SELECTED EXTRACT:
________
How retailers can stay safe navigating cyber world

From the onset of restrictions, retailers around the globe have been forced to quickly adapt to the digital era that has dramatically altered the retail landscape.

In the past few years, retailers in the Middle East had to weather the storm brought by lockdowns and resulting supply chain disruptions.

The adverse circumstances, however, became a new lease of life for digital innovation that, from a convenient option, turned into a lifeline.

Nevertheless, this rapid digitalisation can wreak its own havoc on retailers’ operations, because cyberspace, while being enticing due to its seamlessness, can be extremely hostile.

A recent survey by Tanium, a cybersecurity and systems management company, has shed light on the key cybersecurity challenges retailers face and offered some solutions to overcome them.

First and foremost, retailers should be alert to the danger of cyberattacks.

Senior executives in retail, citing heightened concerns about these attacks, are namely concerned about reputational damage to their organisation, losing clients plus revenue due to downtime, financial losses from paying ransoms, diminished output and losses of intellectual property.

Secondly, avoidable incidents pose a persistent problem for retailers.

 According to the majority of retailers surveyed, three big yet avoidable incidents that are extremely likely to constitute a breach are: employees accidentally clicking on phishing links, a lack of adequate software to forestall cyber attacks and improper storage of sensitive data.

The third issue is that retailers channel the bulk of their technology spending towards security.

The imminence of cyber threats, affecting multiple vectors of businesses, is deemed an obvious downside of the rushed adoption of digitalisation which is making retailers immensely vulnerable to hackers.

The survey participants listed the top five places for their new technology spending to reflect the lurking risk of cyber attacks.

Ever-growing spending on threat detections, new endpoint devices, data recovery, endpoint security and employee awareness training is symptomatic of the constant risk of attacks. 

Measures retailers should take:

Computacenter CTO of Networking and Security Colin Williams and EY’s UKI Cybersecurity Lead Gavin Cartwright recently participated in a panel discussion that outlined priorities that every retail CISO should adopt to thrive in cyberspace and avert cyber threats.

Deal with customers’ data through software instead of relying on hardware.

Retailers are cultivating omnichannel for customers which grants them a single digital identity that is applicable throughout all touchpoints within the brand ecosystem. Thus, they should actively introduce a new technology stack and trade hardware for software-defined tools wherever relevant.

While retailers in the past garnered and processed customer management data on-site, now they should relocate these processes to the cloud technologies to amplify customer experience and minimise reliance on physical security.

Another solution is improving team skillsets to embrace the cloud entirely.

At the peak of lockdowns, retailers did not have access to their physical data centres. Therefore, they had no choice but to resort to cloud solutions. Eventually, plenty of retailers decided to stick to the cloud to maintain these investments even once all restrictions are lifted. However, to efficiently navigate through this innovative technology, team members must be properly retrained, especially focusing on security teams that should handle data in the cloud as well as they did through physical data centres.
________
Stored data entries:
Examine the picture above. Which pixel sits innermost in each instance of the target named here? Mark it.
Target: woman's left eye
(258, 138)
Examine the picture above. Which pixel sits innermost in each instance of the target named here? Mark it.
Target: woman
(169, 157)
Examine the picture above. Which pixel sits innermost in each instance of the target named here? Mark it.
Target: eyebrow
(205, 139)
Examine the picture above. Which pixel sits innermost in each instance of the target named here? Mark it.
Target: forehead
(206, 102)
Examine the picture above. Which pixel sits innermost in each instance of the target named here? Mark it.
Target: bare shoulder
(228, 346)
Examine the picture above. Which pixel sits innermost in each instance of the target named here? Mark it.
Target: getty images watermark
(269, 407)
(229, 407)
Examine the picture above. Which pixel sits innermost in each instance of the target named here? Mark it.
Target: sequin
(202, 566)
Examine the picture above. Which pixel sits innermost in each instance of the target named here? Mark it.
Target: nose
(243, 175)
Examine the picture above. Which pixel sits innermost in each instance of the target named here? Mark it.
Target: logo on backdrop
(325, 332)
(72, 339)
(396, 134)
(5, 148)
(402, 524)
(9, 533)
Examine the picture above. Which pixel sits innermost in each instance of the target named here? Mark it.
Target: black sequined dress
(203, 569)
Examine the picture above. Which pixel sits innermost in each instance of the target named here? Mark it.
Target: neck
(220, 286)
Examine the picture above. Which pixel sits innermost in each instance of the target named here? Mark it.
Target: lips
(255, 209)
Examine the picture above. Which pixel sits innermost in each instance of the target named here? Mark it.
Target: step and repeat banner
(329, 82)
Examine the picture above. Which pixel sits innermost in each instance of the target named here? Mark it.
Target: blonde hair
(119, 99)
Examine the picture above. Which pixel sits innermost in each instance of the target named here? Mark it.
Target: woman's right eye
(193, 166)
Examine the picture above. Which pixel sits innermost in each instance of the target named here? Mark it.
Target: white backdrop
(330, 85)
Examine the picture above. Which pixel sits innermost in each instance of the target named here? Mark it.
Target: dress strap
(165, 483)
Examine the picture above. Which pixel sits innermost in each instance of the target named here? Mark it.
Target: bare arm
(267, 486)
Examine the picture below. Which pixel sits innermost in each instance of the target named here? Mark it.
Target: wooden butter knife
________
Reproduce word for word the passage of the article on retailer cybersecurity starting with "In the past few" and going on through "to overcome them.". Nothing in the listing is needed for this exercise.

In the past few years, retailers in the Middle East had to weather the storm brought by lockdowns and resulting supply chain disruptions.

The adverse circumstances, however, became a new lease of life for digital innovation that, from a convenient option, turned into a lifeline.

Nevertheless, this rapid digitalisation can wreak its own havoc on retailers’ operations, because cyberspace, while being enticing due to its seamlessness, can be extremely hostile.

A recent survey by Tanium, a cybersecurity and systems management company, has shed light on the key cybersecurity challenges retailers face and offered some solutions to overcome them.